### THE EXERCISE
Show every line of the records below that contains the word "tree", treating uppercase and lowercase letters as different.
==== DATA ====
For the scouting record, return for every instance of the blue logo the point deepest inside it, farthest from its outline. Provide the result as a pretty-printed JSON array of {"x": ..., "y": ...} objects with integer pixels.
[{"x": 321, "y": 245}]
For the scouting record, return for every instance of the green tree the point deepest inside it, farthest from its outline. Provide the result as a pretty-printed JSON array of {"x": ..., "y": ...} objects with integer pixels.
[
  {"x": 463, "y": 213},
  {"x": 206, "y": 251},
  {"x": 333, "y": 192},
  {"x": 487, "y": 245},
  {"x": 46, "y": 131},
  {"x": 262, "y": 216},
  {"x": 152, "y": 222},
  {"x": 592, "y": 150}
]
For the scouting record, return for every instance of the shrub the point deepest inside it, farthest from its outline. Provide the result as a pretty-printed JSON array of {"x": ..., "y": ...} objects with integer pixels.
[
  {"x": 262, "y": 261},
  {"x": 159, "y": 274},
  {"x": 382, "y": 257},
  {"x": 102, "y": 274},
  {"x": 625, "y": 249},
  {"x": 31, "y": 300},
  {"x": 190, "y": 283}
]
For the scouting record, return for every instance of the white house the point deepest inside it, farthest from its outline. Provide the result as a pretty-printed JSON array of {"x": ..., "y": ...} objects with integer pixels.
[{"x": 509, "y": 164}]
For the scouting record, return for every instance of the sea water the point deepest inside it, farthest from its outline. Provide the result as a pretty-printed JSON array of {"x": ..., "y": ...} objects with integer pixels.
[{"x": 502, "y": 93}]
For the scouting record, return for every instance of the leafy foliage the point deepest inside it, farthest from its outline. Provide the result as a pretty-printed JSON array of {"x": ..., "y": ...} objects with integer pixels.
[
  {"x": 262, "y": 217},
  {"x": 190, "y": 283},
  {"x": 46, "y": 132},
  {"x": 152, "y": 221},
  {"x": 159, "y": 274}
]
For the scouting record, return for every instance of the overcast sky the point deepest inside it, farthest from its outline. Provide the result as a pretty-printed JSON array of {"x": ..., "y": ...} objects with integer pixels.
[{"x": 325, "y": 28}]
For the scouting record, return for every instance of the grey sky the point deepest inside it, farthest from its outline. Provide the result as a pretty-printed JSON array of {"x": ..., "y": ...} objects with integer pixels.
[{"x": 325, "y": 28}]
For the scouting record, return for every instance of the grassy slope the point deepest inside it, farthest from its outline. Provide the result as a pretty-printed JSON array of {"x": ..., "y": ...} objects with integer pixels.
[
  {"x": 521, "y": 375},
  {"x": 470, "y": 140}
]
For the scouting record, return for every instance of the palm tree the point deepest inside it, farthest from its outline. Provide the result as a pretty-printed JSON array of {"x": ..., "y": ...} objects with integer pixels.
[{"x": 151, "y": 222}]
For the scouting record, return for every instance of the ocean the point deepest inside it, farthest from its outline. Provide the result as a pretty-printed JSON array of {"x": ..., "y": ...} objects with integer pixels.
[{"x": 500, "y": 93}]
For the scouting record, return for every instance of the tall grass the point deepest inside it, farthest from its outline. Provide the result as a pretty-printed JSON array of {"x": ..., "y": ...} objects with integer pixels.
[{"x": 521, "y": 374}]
====
==== DATA ====
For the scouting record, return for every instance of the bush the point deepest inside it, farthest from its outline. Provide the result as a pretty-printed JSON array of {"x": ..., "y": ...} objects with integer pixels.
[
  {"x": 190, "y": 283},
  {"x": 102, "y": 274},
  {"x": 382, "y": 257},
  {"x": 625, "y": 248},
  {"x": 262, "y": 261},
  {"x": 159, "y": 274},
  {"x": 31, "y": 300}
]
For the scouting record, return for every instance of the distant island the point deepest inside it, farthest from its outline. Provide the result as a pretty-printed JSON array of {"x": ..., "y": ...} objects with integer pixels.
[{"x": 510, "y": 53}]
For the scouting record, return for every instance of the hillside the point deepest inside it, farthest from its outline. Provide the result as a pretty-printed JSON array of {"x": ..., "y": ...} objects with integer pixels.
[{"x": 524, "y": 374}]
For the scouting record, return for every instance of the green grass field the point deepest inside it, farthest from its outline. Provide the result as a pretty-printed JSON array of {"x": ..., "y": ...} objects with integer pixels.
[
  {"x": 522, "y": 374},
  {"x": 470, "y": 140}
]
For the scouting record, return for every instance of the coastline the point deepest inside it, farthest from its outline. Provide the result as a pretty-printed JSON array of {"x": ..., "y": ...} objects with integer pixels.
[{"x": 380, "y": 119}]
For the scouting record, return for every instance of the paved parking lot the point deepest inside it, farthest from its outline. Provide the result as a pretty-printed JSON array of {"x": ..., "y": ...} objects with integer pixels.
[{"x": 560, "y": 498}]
====
### PROBLEM SOLUTION
For the scouting record, return for every instance of the green tree the point deepest inside it, farthest from its outline. Provide the result as a pretty-printed JSON array of {"x": ..., "y": ...} objects with integer pixels.
For the scouting record, return for every instance of the palm tree the point deepest inside it, farthest from its outline. Provide the result as a pretty-printed JSON array of {"x": ..., "y": ...} objects with integer pixels.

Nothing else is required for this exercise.